> OBJECTIVE 1
Condense the paragraph in the text on accessible computer workstations below that begins "First, computer hardware requirements" into a short bulleted list that keeps its main facts.

> SELECTION
================================

First, computer hardware requirements must be considered. The computer intended as the public Internet access point that will be fitted with some form of speech output most likely is going to run Windows 95. This means the system must be at least a Pentium with a clock speed of not less than 133 MHz. It should possess 32 megabytes of Random Access Memory (RAM) with a high-quality graphics card installed. Why the need for a quality graphics card if the system is primarily going to be used for blind patrons? The answer is fairly simple. While on the Internet as well as off, today's computers constantly encounter numerous images that need to be processed and displayed. Almost all access software (screen readers) place a drag on the computer's speed. This drag plus the constant need to process graphics can, if a slow video card is installed, make the computer operate at frustratingly slow speeds. A high-performance video card is one of the least-expensive components in the computer and is an area where it is unwise to cut costs.
In summary, the basic computer system that is planned as an accessible workstation should be designed with performance and speed in mind. Adaptive add-ons such as speech synthesizers and screen readers place extra drags on the computers.
Developed by Artic Technologies to navigate the Windows 95 environment, WinVision easily installs from Windows 95 and avails itself of Microsoft's Active Accessibility. WinVision works so closely with Windows that it actually installs its files into the Windows directory. The results are fewer crashes caused by conflicts in Windows when using WinVision than by other screen readers. J. D. Leventhal, Senior Resource Specialist, and C. L. Earl, Resource Specialist, Technical Evaluation Services, National Technology Center, American Foundation for the Blind (AFB), also found that WinVision granted "very good access to text-impaired users" when using Internet Explorer, but only marginal access through Netscape Navigator.{2}
The evaluators found that WinVision's command structure relied heavily on <CONTROL> and <ALT>, but the manufacturer countered with the suggestion that most users were not bothered by the need to double-click <ALT> or <CONTROL> that negated the perceived conflict that Leventhal and Earl found. Artic also pointed out that their product offered the users the opportunity to remap the keyboard (not wise in a shared setting). Another feature of WinVision's program is that it has pop-up menus so speech settings can be easily changed. This is good for the savvy user, but, again, could create a problem for the novice in a shared workstation.

================================

> MATERIAL FOR THIS TASK
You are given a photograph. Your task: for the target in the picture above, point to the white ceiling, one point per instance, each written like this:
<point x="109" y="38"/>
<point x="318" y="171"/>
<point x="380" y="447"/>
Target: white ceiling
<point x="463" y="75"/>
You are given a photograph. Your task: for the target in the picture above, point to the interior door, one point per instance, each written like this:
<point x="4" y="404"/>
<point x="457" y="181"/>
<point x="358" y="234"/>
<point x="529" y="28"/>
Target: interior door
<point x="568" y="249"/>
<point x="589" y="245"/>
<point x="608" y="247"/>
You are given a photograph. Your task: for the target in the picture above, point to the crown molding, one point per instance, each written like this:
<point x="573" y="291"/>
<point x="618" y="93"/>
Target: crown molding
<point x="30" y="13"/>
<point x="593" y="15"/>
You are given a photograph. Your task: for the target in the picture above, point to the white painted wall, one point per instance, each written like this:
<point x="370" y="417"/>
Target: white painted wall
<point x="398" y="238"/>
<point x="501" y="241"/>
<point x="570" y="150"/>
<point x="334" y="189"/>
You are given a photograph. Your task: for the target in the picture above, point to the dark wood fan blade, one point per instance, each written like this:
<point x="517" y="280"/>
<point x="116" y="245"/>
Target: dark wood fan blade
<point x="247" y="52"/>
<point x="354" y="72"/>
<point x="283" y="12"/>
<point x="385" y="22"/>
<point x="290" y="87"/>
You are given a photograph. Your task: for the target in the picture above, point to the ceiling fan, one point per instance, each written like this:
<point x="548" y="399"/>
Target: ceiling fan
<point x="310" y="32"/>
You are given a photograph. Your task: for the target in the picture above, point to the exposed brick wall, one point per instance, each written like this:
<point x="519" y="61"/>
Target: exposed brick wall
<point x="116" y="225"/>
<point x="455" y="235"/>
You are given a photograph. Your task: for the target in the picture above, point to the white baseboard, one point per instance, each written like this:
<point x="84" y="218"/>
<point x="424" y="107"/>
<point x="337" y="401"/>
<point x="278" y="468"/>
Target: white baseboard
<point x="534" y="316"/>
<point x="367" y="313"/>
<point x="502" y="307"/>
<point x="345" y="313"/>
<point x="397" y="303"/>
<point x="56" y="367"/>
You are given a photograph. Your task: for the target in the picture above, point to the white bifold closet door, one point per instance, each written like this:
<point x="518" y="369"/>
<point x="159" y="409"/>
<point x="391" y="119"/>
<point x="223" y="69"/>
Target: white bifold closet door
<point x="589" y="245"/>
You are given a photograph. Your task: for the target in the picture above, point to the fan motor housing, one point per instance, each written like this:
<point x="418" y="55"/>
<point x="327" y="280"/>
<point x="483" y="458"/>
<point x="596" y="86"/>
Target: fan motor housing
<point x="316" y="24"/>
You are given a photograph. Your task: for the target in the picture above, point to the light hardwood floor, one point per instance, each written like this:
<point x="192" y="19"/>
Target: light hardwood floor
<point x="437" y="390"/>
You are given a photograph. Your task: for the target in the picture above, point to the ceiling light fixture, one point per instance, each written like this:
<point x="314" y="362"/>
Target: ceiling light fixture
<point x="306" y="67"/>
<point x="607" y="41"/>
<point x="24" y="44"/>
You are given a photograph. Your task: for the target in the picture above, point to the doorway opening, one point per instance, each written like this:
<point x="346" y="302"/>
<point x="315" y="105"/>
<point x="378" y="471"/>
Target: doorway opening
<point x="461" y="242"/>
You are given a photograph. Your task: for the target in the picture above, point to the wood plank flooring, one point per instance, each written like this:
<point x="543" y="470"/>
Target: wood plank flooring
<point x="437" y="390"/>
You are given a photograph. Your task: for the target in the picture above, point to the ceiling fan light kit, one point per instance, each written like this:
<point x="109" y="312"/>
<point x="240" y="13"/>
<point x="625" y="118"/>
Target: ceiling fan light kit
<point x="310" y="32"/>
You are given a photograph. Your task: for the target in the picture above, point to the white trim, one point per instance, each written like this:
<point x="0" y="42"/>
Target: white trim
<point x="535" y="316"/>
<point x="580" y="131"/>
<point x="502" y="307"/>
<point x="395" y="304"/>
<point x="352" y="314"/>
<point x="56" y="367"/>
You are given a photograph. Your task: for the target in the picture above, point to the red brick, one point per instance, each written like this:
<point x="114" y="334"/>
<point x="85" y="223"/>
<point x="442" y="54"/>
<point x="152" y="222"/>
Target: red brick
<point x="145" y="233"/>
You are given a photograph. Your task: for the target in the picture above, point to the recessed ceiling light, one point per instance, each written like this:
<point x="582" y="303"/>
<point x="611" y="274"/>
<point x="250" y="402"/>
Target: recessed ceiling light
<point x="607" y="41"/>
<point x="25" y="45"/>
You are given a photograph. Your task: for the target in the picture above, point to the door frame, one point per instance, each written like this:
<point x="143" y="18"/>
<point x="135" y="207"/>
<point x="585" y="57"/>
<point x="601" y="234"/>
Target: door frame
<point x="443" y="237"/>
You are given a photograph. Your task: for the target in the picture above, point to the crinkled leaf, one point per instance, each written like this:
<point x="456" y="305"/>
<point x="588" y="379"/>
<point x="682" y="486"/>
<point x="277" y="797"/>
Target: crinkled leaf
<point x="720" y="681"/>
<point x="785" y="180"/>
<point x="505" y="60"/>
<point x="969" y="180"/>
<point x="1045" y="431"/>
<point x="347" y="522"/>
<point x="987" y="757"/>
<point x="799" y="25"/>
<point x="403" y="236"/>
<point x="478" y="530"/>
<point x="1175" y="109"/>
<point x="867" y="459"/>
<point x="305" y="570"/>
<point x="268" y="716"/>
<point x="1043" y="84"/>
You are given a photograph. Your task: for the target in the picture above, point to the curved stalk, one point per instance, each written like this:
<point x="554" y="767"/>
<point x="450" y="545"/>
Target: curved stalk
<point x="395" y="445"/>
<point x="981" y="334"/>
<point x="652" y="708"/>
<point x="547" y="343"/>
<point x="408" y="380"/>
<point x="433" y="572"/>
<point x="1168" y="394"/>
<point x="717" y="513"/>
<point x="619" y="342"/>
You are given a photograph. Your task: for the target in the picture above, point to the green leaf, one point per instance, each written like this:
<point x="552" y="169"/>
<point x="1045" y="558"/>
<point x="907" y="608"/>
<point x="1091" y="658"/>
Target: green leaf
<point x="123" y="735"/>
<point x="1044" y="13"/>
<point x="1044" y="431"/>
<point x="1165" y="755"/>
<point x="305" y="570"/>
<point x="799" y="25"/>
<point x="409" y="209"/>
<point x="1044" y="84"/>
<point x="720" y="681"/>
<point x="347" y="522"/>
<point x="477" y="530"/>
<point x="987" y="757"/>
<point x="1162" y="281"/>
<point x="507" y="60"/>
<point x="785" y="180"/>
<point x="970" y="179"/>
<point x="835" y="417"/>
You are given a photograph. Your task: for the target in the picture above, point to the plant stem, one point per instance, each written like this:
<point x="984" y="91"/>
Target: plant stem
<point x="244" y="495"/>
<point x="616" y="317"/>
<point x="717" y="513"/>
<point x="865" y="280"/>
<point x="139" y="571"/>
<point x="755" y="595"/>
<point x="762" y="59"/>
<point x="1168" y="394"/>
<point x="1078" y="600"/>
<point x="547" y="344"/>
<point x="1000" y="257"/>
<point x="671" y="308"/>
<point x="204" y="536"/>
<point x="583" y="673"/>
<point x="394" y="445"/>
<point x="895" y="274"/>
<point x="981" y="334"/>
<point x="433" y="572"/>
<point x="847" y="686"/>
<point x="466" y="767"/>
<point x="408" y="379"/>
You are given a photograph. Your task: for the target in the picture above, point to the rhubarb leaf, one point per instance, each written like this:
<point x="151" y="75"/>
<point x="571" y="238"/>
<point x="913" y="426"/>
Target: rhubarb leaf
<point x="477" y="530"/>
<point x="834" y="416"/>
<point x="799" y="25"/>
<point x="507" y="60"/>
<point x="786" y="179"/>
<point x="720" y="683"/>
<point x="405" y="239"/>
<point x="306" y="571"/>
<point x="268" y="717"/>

================================

> OBJECTIVE 2
Extract every line of the entries above that contains the string "trim", treating uppercase and lowercase letters as different.

> EXERCISE SOLUTION 1
- The public Internet access computer with speech output will most likely run Windows 95.
- It needs at least a Pentium with a clock speed of 133 MHz or more and 32 megabytes of RAM.
- It should have a high-quality graphics card, even if it is used mainly by blind patrons.
- Computers constantly process and display images, and screen readers slow the computer down. With a slow video card, the two together make the computer frustratingly slow.
- A high-performance video card is one of the least expensive components, so it is unwise to cut costs there.

> EXERCISE SOLUTION 2
You are given a photograph. Your task: for the target in the picture above, point to the white trim, one point per instance, each written like this:
Target: white trim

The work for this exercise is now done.